À faire:
1/ D'après l'extrait, de combien d'agents la police fiscale sera-t-elle dotée dans un premier temps ?
2/ Relevez dans l'extrait tous les organismes ou institutions désignés par un nom propre.
3/ Recopiez l'extrait depuis « Création d’une police » jusqu'à « la police judiciaire. » inclus, en remplaçant « police fiscale » par « brigade fiscale ».

Instauration du "name and shame" : "Beaucoup de bruit pour pas grand-chose"

Le principe : la pratique du "name and shame" ("nommer et faire honte"), qui consiste à désigner publiquement le nom des fraudeurs à des fins dissuasives, sera développée pour les cas les plus graves. Elle deviendra obligatoire en cas de condamnation pénale, sauf décision expresse du juge, et possible pour certaines fraudes sanctionnées par l'administration, selon Bercy, qui évoque un "potentiel de plusieurs centaines de publications par an".

L’avis d’Oxfam : "Le gouvernement met en avant cette mesure mais en réalité, c’est beaucoup de bruit pour pas grand-chose. Pour faire du ‘name and shame’, encore faut-il que la justice puisse s’emparer des dossiers de fraude fiscale, qu’il y ait des poursuites et des condamnations. Tant que le verrou de Bercy limitera la marge de manœuvre de la justice, cette pratique ne dissuadera pas du tout les fraudeurs. Seules les condamnations et les sanctions pénales sont efficaces dans ce domaine."

Création d’une police fiscale : "Bien sur le papier"

Le principe : Le projet de loi prévoit la création d'un service spécialisé à Bercy, dit de "police fiscale". Cette structure, dotée dans un premier temps d'une cinquantaine d'agents, sera placée sous l'autorité d'un magistrat. Elle pourra être saisie par le Parquet national financier (PNF) dans le cas de dossiers nécessitant une expertise fiscale pointue, avec des enjeux budgétaires considérables. Ce "fisc judiciaire", censé épauler la Brigade nationale de répression de la délinquance fiscale (BNRDF, actuellement débordée), pourra par ailleurs procéder à des écoutes et des perquisitions, comme le fait la police judiciaire.

Données brutes:

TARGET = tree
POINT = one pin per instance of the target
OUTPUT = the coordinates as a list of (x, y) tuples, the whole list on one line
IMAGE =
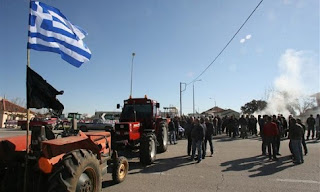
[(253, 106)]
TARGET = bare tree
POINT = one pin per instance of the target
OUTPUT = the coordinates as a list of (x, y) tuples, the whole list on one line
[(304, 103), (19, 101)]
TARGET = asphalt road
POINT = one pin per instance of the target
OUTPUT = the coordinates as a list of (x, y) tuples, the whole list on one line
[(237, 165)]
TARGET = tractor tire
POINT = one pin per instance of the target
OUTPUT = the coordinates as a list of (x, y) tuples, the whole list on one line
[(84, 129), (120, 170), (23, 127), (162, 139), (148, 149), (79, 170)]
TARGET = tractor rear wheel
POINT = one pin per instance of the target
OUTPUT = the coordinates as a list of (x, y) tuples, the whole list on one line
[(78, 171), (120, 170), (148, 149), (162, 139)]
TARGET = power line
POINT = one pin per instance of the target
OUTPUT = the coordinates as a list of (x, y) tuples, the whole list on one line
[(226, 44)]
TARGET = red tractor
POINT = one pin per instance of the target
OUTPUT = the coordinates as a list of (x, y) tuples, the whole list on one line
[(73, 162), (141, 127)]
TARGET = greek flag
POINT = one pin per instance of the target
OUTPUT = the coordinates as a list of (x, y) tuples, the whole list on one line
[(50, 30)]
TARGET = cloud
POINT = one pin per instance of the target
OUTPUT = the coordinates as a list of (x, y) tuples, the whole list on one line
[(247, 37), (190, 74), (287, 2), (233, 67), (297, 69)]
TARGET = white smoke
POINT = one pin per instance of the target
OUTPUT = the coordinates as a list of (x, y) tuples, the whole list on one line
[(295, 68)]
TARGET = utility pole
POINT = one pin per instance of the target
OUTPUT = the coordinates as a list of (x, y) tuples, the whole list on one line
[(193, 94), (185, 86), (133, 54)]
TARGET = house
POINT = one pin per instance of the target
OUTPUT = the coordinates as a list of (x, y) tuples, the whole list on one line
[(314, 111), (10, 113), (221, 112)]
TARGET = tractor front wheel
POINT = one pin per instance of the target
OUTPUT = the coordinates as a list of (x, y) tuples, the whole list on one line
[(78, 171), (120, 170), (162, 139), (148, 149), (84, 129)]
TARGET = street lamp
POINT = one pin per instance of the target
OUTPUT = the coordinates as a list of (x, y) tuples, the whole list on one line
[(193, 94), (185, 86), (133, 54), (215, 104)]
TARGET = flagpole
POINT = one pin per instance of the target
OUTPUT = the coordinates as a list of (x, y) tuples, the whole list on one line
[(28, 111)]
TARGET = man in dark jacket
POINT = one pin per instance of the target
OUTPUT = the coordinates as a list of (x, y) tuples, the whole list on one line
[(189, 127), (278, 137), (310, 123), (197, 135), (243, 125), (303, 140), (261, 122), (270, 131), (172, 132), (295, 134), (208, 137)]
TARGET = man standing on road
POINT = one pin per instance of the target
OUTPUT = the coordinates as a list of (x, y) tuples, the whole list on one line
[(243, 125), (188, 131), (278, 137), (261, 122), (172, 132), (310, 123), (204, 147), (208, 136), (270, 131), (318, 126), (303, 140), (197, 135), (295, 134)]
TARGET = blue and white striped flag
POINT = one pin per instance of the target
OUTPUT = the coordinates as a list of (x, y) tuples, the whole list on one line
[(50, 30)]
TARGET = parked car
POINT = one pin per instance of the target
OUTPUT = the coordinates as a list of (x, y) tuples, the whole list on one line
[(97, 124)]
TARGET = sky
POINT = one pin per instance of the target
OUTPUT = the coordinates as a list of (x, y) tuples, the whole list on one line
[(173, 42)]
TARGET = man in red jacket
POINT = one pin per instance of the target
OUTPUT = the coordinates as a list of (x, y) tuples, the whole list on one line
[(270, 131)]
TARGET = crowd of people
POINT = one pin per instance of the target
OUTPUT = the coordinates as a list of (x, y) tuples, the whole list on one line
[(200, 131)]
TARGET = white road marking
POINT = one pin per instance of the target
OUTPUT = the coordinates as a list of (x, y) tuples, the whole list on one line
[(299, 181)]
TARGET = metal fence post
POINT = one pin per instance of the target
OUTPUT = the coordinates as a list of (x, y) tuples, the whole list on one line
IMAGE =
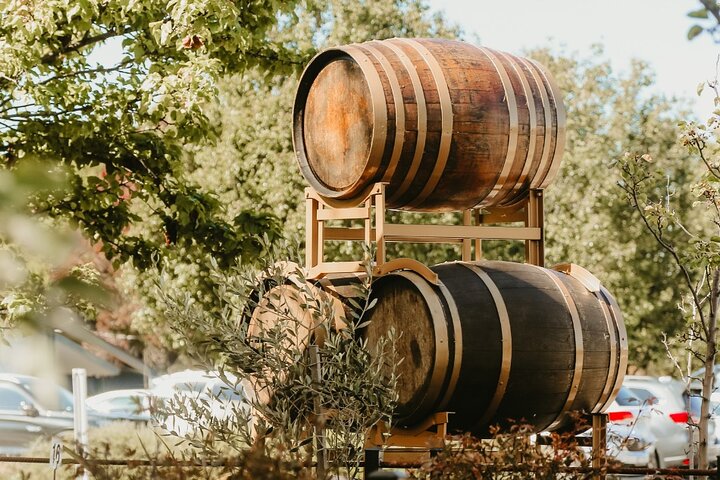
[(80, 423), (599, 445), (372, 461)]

Réponses fournies:
1/ D'une cinquantaine d'agents.

2/
- Bercy
- Oxfam
- le Parquet national financier (PNF)
- la Brigade nationale de répression de la délinquance fiscale (BNRDF)

3/
Création d’une brigade fiscale : "Bien sur le papier"

Le principe : Le projet de loi prévoit la création d'un service spécialisé à Bercy, dit de "brigade fiscale". Cette structure, dotée dans un premier temps d'une cinquantaine d'agents, sera placée sous l'autorité d'un magistrat. Elle pourra être saisie par le Parquet national financier (PNF) dans le cas de dossiers nécessitant une expertise fiscale pointue, avec des enjeux budgétaires considérables. Ce "fisc judiciaire", censé épauler la Brigade nationale de répression de la délinquance fiscale (BNRDF, actuellement débordée), pourra par ailleurs procéder à des écoutes et des perquisitions, comme le fait la police judiciaire.